» **PROBLEM TO WORK ON**
Please output as a numbered list the lines of the records from the one containing "Locate the man's eye, placing" through the one containing "Target: jacket zipper", both included, with blank lines left out.
───── ENTRIES
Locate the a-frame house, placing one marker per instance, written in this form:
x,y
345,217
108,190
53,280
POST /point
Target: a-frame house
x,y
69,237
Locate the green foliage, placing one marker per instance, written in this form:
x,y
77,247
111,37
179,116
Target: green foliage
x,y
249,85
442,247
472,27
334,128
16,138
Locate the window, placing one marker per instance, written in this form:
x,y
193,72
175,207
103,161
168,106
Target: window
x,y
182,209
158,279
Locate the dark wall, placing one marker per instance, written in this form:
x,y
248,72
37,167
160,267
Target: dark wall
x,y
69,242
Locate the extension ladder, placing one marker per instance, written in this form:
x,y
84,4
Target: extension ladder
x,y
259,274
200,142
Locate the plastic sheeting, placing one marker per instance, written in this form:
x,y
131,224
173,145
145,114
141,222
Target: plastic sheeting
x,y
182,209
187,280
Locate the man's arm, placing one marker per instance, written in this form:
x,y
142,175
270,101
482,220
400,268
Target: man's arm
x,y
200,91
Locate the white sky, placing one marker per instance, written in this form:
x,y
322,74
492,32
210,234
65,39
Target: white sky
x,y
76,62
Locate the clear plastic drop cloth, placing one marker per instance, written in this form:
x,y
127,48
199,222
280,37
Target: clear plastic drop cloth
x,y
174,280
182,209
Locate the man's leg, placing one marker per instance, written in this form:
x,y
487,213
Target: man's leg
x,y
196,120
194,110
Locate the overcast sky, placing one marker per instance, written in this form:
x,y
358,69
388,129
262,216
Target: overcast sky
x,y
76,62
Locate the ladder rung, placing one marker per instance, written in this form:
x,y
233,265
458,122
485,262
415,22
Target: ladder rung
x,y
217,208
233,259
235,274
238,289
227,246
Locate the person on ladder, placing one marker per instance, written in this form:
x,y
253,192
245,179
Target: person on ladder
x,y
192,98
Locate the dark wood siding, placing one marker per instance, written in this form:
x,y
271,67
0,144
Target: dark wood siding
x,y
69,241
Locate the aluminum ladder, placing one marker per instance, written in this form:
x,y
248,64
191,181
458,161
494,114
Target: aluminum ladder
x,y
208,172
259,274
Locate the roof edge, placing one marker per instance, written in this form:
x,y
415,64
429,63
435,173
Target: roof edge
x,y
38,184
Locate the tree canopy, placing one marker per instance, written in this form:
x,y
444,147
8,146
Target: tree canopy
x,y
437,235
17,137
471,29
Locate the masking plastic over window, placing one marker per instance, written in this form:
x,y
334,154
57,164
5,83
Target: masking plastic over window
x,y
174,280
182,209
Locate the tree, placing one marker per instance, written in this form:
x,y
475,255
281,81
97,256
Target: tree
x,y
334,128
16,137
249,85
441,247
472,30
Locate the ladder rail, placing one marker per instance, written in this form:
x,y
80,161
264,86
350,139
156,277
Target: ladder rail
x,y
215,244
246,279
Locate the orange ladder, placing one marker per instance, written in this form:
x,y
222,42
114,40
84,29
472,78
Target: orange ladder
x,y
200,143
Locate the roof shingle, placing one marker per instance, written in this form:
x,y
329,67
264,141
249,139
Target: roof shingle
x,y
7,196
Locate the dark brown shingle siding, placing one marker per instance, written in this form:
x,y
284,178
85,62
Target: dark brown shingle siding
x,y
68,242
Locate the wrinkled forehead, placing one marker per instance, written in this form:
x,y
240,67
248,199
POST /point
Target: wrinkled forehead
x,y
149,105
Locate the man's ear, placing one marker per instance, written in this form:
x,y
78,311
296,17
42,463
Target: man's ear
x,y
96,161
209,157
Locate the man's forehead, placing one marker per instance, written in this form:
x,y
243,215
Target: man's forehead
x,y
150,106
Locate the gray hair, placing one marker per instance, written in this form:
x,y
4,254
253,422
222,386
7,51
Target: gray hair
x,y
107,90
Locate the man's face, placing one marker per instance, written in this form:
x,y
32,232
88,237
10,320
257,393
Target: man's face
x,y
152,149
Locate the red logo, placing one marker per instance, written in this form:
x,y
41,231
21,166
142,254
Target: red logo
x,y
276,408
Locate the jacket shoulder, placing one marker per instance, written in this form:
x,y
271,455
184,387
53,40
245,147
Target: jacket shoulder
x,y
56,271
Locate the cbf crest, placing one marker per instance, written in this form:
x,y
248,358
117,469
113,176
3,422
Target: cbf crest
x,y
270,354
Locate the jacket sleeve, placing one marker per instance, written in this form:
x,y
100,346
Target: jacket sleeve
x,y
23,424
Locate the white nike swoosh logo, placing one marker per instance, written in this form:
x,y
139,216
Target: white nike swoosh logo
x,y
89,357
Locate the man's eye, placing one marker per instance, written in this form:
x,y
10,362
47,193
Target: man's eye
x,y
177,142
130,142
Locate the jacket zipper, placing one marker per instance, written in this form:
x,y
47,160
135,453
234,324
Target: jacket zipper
──────────
───── ENTRIES
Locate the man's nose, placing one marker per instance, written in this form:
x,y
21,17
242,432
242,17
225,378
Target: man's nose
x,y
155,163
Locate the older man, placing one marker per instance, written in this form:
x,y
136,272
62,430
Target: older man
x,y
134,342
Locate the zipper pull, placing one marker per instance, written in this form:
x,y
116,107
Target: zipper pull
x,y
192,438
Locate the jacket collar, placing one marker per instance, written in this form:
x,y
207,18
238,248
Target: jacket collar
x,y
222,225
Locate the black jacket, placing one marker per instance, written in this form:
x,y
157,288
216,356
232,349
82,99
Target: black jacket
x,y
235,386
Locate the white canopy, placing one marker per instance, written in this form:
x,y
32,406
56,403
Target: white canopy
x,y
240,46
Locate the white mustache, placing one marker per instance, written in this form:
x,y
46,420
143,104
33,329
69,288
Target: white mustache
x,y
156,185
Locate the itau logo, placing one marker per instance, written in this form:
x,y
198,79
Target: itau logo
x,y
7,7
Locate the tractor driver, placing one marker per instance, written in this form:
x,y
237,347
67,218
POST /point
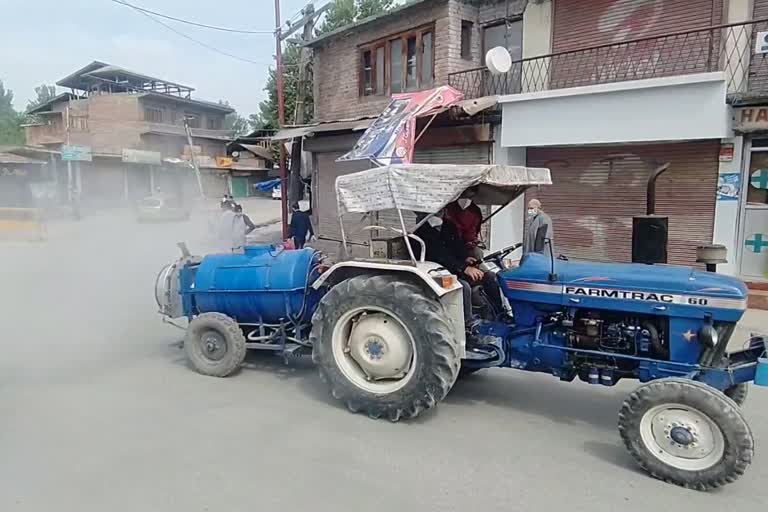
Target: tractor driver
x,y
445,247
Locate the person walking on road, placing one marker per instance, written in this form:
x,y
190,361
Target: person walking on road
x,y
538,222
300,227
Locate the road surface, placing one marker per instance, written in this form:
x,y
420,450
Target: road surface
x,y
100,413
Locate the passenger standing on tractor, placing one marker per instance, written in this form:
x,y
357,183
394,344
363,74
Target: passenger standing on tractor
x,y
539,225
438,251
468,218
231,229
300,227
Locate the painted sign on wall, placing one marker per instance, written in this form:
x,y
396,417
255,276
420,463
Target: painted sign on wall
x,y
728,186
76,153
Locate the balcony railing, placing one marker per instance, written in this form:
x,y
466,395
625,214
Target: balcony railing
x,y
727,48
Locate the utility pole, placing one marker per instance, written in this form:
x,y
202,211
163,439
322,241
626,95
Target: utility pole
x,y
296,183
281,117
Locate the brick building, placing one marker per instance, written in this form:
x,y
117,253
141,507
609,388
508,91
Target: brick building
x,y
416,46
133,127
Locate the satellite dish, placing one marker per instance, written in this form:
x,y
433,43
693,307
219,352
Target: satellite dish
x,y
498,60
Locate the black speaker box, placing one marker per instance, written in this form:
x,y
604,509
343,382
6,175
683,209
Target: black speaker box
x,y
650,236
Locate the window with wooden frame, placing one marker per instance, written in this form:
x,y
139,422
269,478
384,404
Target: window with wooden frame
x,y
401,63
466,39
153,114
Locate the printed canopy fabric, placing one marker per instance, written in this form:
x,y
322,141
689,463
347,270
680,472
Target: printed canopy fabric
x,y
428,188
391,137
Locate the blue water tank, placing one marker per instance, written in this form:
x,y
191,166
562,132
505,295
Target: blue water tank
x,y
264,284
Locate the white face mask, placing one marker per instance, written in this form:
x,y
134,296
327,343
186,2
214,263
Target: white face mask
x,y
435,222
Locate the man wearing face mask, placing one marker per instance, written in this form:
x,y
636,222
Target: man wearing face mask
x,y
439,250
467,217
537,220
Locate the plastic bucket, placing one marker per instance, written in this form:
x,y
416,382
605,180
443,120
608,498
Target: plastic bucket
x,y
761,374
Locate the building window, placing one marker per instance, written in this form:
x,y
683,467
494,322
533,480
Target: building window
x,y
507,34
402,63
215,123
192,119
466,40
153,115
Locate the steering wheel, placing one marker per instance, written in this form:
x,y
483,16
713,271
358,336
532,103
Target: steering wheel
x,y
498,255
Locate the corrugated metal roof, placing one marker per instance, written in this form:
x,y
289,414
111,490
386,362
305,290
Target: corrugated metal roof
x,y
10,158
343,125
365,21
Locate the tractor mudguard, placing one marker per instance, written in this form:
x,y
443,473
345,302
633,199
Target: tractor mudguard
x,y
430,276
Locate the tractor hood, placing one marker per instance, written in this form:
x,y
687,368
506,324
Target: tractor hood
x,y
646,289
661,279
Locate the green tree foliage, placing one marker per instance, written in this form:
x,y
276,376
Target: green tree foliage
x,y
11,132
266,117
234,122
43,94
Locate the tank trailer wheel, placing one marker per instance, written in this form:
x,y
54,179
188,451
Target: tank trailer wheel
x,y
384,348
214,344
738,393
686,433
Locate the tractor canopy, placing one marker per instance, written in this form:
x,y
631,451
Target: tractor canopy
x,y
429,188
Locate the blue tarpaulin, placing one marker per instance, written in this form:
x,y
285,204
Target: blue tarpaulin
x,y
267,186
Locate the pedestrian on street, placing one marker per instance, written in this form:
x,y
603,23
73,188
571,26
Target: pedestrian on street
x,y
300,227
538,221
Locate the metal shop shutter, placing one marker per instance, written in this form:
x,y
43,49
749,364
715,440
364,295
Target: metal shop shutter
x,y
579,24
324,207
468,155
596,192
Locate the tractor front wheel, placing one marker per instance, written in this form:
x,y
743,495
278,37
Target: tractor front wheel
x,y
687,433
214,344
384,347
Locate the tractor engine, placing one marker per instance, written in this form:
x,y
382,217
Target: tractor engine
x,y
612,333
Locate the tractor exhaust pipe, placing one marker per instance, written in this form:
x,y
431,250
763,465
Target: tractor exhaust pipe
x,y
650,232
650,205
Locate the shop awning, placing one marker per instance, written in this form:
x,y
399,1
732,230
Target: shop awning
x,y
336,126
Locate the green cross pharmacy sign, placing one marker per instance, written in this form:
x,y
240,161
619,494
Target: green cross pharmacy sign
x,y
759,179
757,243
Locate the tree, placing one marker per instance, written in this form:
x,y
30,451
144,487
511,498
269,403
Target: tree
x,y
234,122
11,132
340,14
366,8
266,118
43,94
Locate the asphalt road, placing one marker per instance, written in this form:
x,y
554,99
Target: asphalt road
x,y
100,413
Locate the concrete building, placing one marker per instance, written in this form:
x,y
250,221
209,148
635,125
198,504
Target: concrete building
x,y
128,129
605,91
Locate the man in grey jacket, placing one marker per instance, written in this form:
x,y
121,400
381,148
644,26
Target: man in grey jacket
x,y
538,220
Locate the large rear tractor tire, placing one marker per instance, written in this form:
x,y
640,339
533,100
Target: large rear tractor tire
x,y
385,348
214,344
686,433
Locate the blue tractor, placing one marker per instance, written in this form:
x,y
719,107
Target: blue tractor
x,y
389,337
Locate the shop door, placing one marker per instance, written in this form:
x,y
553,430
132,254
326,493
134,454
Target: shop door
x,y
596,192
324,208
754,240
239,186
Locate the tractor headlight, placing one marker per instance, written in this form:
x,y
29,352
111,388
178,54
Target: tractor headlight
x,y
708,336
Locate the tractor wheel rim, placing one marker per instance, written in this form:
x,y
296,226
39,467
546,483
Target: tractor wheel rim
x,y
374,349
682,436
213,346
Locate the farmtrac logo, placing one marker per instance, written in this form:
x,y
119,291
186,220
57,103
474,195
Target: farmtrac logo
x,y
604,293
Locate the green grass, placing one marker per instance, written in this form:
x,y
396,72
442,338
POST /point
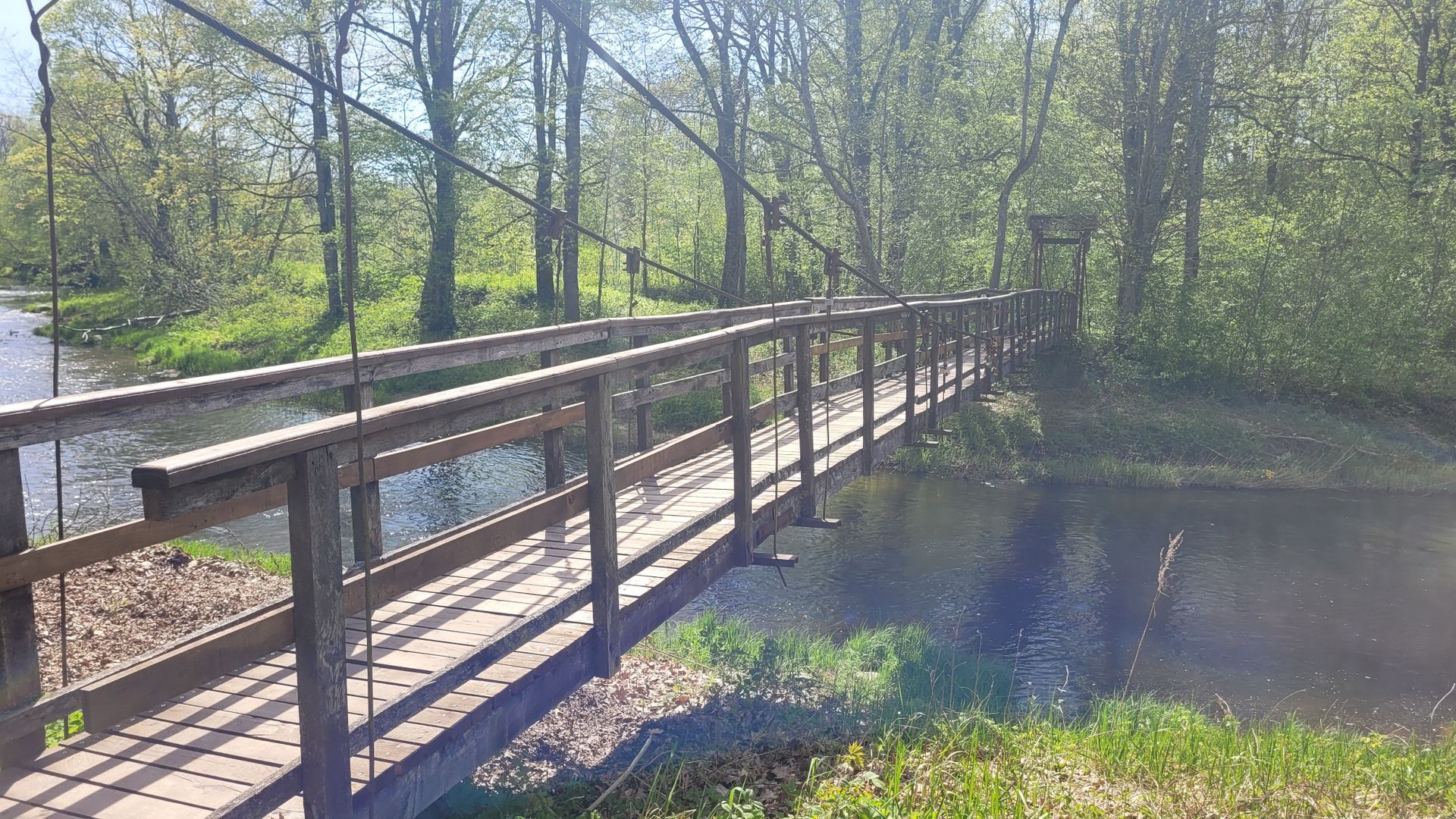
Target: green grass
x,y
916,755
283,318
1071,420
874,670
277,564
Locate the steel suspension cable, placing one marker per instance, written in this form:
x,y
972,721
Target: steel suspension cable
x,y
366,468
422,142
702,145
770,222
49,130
──────────
» **RESULT OF THE EXERCISE**
1. Locate the man's eye, placing one marker per instance, written in this form:
2. x,y
3. 10,362
4. 47,193
5. Target: man's eye
6. x,y
7. 177,142
8. 130,142
9. Locate the jacket zipper, placing one marker per instance, written in this form:
10. x,y
11. 47,160
12. 135,453
13. 234,324
14. Target: jacket zipper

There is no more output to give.